**Description of the task:**
Write out the listing below word for word, beginning at the line that contains "of the dark" and stopping after the line that contains "pixel 78 129". Include both of those lines and nothing else.

**Data for the task:**
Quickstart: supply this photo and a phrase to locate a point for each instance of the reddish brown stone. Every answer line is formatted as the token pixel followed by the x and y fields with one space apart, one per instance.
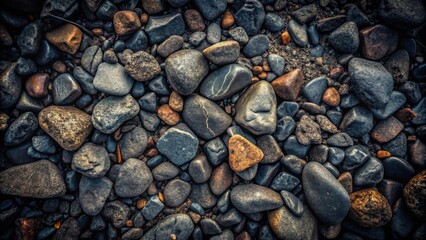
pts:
pixel 387 130
pixel 378 41
pixel 289 85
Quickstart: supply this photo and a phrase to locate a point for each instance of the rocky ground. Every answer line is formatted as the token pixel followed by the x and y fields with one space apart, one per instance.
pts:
pixel 212 119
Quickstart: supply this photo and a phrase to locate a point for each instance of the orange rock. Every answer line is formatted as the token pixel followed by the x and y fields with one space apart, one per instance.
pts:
pixel 227 19
pixel 289 85
pixel 242 153
pixel 331 97
pixel 167 114
pixel 66 38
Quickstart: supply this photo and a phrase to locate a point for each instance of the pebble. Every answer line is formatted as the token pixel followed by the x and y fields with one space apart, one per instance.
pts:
pixel 112 79
pixel 225 82
pixel 133 178
pixel 330 208
pixel 67 125
pixel 39 179
pixel 179 70
pixel 91 160
pixel 113 111
pixel 142 66
pixel 369 208
pixel 256 109
pixel 93 193
pixel 179 144
pixel 252 198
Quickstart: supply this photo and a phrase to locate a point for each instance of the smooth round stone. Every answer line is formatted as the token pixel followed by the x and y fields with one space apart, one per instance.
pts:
pixel 180 70
pixel 225 82
pixel 91 160
pixel 179 144
pixel 176 192
pixel 113 111
pixel 371 82
pixel 256 109
pixel 252 198
pixel 357 121
pixel 205 117
pixel 67 125
pixel 256 46
pixel 39 179
pixel 112 79
pixel 133 143
pixel 332 207
pixel 93 193
pixel 133 178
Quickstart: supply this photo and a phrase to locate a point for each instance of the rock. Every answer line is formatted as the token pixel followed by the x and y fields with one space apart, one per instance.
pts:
pixel 378 41
pixel 159 28
pixel 204 117
pixel 91 160
pixel 112 79
pixel 179 224
pixel 357 121
pixel 225 82
pixel 256 46
pixel 67 125
pixel 10 86
pixel 308 131
pixel 40 179
pixel 256 109
pixel 326 196
pixel 180 70
pixel 286 225
pixel 402 14
pixel 223 52
pixel 414 195
pixel 66 38
pixel 369 208
pixel 142 66
pixel 133 178
pixel 249 15
pixel 93 193
pixel 113 111
pixel 252 198
pixel 298 33
pixel 176 192
pixel 179 144
pixel 345 38
pixel 289 85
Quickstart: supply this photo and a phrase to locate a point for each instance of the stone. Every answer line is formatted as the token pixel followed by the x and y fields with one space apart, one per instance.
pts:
pixel 93 193
pixel 112 79
pixel 159 28
pixel 67 125
pixel 113 111
pixel 91 160
pixel 252 198
pixel 176 192
pixel 378 41
pixel 133 179
pixel 225 82
pixel 332 207
pixel 369 208
pixel 223 52
pixel 205 118
pixel 288 86
pixel 179 70
pixel 256 109
pixel 142 66
pixel 345 38
pixel 39 179
pixel 66 38
pixel 179 144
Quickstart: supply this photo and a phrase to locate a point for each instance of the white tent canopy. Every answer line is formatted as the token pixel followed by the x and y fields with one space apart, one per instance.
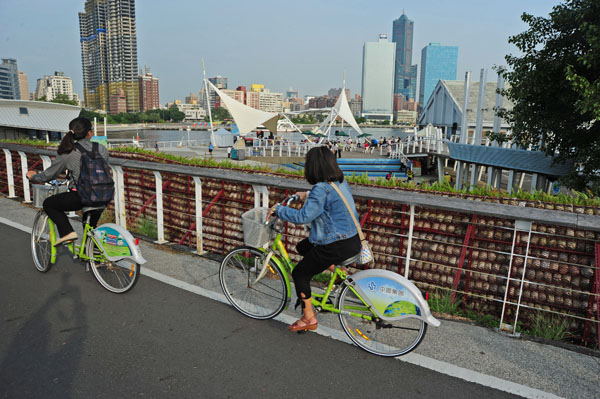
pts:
pixel 247 118
pixel 341 109
pixel 223 138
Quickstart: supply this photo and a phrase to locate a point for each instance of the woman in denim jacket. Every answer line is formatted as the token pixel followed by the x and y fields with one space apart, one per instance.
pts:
pixel 333 237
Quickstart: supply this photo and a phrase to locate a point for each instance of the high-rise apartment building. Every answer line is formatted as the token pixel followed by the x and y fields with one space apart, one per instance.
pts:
pixel 252 99
pixel 256 87
pixel 270 102
pixel 219 81
pixel 378 79
pixel 191 99
pixel 149 96
pixel 405 74
pixel 49 87
pixel 118 102
pixel 23 86
pixel 109 53
pixel 9 80
pixel 291 93
pixel 437 63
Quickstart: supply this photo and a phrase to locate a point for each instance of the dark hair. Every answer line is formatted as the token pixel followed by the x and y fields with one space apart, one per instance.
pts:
pixel 321 166
pixel 78 129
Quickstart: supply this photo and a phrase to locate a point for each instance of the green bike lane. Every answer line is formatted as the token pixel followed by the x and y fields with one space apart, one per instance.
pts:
pixel 63 335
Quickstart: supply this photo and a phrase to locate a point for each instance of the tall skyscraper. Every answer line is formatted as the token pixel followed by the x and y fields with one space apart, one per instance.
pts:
pixel 109 53
pixel 23 86
pixel 437 63
pixel 9 80
pixel 49 87
pixel 219 81
pixel 378 79
pixel 405 74
pixel 149 92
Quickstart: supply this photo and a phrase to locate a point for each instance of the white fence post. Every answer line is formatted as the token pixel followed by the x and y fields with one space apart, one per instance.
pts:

**Response to the exercise:**
Quickstart: supply this photo and a phrase to locate a point for each instance of the dark hair. Every answer line is formatted as the token pixel followed by the x and y fields with one space apart, one per instance.
pts:
pixel 321 166
pixel 78 129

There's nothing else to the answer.